- **Instructions for the task**: Extract each line of the records below that contains the string "horse", matching case exactly.

- **Given records**:
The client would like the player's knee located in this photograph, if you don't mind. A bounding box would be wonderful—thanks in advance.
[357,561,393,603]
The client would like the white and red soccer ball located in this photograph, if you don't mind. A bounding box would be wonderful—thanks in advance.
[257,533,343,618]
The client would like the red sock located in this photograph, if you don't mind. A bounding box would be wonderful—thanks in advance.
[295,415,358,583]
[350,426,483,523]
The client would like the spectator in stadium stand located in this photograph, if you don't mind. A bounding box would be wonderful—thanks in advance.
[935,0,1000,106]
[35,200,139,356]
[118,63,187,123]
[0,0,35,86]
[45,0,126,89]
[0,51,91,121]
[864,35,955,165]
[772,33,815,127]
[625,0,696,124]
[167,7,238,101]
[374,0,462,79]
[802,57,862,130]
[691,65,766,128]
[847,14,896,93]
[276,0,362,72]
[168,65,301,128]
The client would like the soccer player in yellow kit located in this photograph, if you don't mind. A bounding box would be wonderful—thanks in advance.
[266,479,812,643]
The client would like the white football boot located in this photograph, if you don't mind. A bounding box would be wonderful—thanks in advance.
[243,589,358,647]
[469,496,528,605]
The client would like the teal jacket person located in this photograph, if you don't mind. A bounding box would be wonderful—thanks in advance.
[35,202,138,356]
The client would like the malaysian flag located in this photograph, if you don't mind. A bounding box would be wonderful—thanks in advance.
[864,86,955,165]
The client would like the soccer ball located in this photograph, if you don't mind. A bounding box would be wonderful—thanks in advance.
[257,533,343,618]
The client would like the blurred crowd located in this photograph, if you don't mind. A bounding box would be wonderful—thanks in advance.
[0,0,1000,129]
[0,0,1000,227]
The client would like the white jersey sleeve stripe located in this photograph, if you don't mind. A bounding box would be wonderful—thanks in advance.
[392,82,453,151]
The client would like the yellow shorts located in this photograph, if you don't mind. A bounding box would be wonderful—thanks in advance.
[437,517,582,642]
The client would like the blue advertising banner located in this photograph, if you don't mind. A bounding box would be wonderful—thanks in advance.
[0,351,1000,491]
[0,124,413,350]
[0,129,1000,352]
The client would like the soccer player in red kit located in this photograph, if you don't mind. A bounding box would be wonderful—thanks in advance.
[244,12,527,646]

---

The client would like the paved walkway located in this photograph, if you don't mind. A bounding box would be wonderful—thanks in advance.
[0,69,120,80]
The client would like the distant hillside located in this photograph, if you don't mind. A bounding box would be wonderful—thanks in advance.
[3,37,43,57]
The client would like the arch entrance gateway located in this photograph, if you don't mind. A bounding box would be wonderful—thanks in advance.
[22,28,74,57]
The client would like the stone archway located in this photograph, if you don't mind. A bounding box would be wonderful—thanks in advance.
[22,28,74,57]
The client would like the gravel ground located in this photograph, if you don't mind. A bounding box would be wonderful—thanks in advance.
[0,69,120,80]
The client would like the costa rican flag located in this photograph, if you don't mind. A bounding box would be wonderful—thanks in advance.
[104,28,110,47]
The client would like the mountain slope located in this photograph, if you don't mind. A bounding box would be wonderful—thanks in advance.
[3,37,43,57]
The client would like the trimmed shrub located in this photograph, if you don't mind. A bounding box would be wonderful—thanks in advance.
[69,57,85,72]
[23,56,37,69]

...

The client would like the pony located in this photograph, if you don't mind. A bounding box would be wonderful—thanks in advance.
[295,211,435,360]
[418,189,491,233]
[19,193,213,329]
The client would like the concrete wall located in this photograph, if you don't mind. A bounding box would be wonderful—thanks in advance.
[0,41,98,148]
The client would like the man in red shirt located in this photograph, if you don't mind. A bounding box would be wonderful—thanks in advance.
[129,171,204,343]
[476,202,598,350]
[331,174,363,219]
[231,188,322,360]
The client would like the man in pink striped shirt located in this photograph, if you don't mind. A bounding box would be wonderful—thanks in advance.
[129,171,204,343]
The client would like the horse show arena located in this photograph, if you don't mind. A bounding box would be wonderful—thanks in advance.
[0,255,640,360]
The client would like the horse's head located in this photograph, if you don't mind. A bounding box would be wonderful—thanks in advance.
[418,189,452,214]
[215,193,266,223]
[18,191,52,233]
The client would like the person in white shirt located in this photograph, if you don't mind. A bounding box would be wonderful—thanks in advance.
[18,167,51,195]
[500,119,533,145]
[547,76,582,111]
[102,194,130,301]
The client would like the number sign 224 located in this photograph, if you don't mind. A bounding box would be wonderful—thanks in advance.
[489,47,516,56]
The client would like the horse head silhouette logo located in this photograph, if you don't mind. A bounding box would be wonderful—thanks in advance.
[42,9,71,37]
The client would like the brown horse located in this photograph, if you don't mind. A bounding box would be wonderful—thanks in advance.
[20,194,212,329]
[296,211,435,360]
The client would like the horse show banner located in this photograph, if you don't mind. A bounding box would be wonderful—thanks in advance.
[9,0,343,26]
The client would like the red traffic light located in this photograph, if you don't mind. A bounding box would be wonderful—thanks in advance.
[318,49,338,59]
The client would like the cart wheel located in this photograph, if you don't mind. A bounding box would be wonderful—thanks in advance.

- **Answer in full**:
The client would like the horse show arena located in this photograph, if you don't mind. A bounding box would be wonderful—thanks in advance.
The client would like the horse's head located in this photograph, if you don't mind. A bounding box would be wonderful—thanks in advance.
The client would like the horse head silhouette logo located in this photograph, if you don't mind. A bounding box would be wonderful—thanks in advance.
The client would like the brown horse located in this photograph, if you don't mind. A bounding box would be wonderful—thanks in advance.
The client would like the horse show banner located in this photograph, if you don't mind. A bounding box would be wonderful—thanks in advance.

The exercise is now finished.